§ Exercise brief: Repeat the records below exactly.
+--
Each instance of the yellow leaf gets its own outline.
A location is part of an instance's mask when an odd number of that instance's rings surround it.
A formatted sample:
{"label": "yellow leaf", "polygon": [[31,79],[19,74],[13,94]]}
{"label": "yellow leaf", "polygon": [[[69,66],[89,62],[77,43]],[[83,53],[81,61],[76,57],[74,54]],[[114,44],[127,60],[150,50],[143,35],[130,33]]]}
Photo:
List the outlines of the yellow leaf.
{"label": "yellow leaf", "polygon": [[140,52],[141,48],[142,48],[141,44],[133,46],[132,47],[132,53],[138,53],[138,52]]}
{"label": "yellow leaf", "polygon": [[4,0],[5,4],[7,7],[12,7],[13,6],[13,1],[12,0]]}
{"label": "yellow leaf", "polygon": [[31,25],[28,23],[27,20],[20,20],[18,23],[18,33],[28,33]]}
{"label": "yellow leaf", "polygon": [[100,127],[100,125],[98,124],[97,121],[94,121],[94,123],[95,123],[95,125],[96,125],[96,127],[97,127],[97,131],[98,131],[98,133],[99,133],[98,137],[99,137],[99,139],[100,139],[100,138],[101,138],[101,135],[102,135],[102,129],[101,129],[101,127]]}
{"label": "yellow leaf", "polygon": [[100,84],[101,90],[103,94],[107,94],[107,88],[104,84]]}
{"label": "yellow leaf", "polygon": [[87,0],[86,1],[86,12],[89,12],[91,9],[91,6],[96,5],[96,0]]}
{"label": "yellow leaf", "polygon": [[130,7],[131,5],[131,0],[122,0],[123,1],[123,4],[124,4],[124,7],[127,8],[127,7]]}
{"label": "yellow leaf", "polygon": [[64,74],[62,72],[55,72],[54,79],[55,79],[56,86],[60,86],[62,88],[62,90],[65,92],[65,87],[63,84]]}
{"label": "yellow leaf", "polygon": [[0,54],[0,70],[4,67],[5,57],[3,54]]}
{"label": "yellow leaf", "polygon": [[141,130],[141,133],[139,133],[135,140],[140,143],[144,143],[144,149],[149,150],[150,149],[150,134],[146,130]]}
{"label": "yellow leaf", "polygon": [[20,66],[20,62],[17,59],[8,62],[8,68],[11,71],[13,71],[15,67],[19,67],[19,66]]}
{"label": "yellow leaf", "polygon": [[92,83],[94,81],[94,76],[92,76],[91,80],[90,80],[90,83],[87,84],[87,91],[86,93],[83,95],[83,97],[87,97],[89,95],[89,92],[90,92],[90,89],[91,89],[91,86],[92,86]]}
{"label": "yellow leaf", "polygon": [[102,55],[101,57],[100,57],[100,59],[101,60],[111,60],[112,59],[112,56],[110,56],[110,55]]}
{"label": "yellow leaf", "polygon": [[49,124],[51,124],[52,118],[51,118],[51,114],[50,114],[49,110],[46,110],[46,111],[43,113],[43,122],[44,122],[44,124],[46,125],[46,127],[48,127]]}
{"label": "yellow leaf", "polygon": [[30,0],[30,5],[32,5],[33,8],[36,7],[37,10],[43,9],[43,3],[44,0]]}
+--
§ Output for this task:
Each instance of the yellow leaf gets its own outline.
A location is part of an instance's mask when an odd number of that instance's rings surround it.
A formatted sample:
{"label": "yellow leaf", "polygon": [[31,79],[19,74],[13,94]]}
{"label": "yellow leaf", "polygon": [[[69,66],[89,62],[77,43]],[[83,53],[81,61],[76,57],[74,54]],[[114,44],[127,60],[150,50],[143,35],[130,33]]]}
Photo:
List the outlines of the yellow leaf.
{"label": "yellow leaf", "polygon": [[140,52],[141,48],[142,48],[141,44],[133,46],[132,47],[132,53],[138,53],[138,52]]}
{"label": "yellow leaf", "polygon": [[4,0],[5,4],[7,7],[12,7],[13,6],[13,1],[12,0]]}
{"label": "yellow leaf", "polygon": [[31,25],[28,23],[27,20],[20,20],[18,23],[18,33],[28,33]]}
{"label": "yellow leaf", "polygon": [[100,127],[100,125],[98,124],[97,121],[94,121],[94,123],[95,123],[95,125],[96,125],[96,127],[97,127],[97,131],[98,131],[98,133],[99,133],[98,137],[99,137],[99,139],[100,139],[100,138],[101,138],[101,135],[102,135],[102,129],[101,129],[101,127]]}
{"label": "yellow leaf", "polygon": [[100,84],[101,90],[103,94],[107,94],[107,88],[104,84]]}
{"label": "yellow leaf", "polygon": [[87,0],[86,1],[86,12],[89,12],[91,9],[91,6],[96,5],[96,0]]}
{"label": "yellow leaf", "polygon": [[130,7],[131,5],[131,0],[122,0],[123,1],[123,4],[124,4],[124,7],[127,8],[127,7]]}
{"label": "yellow leaf", "polygon": [[64,74],[62,72],[55,72],[54,79],[55,79],[56,86],[60,86],[62,88],[62,90],[65,92],[65,87],[63,84]]}
{"label": "yellow leaf", "polygon": [[0,54],[0,70],[4,67],[5,57],[3,54]]}
{"label": "yellow leaf", "polygon": [[141,130],[141,133],[139,133],[135,140],[140,143],[144,143],[144,149],[149,150],[150,149],[150,134],[146,130]]}
{"label": "yellow leaf", "polygon": [[20,66],[20,62],[17,59],[8,62],[8,68],[11,71],[13,71],[15,67],[19,67],[19,66]]}
{"label": "yellow leaf", "polygon": [[92,83],[94,81],[94,76],[92,76],[91,80],[90,80],[90,83],[87,84],[87,91],[86,93],[83,95],[83,97],[87,97],[89,95],[89,92],[90,92],[90,89],[91,89],[91,86],[92,86]]}
{"label": "yellow leaf", "polygon": [[102,55],[101,57],[100,57],[100,59],[101,60],[111,60],[112,59],[112,56],[110,56],[110,55]]}
{"label": "yellow leaf", "polygon": [[49,124],[51,124],[52,118],[51,118],[51,114],[50,114],[49,110],[46,110],[46,111],[43,113],[43,122],[44,122],[44,124],[46,125],[46,127],[48,127]]}
{"label": "yellow leaf", "polygon": [[30,0],[30,5],[32,5],[33,8],[36,7],[37,10],[43,9],[43,3],[44,0]]}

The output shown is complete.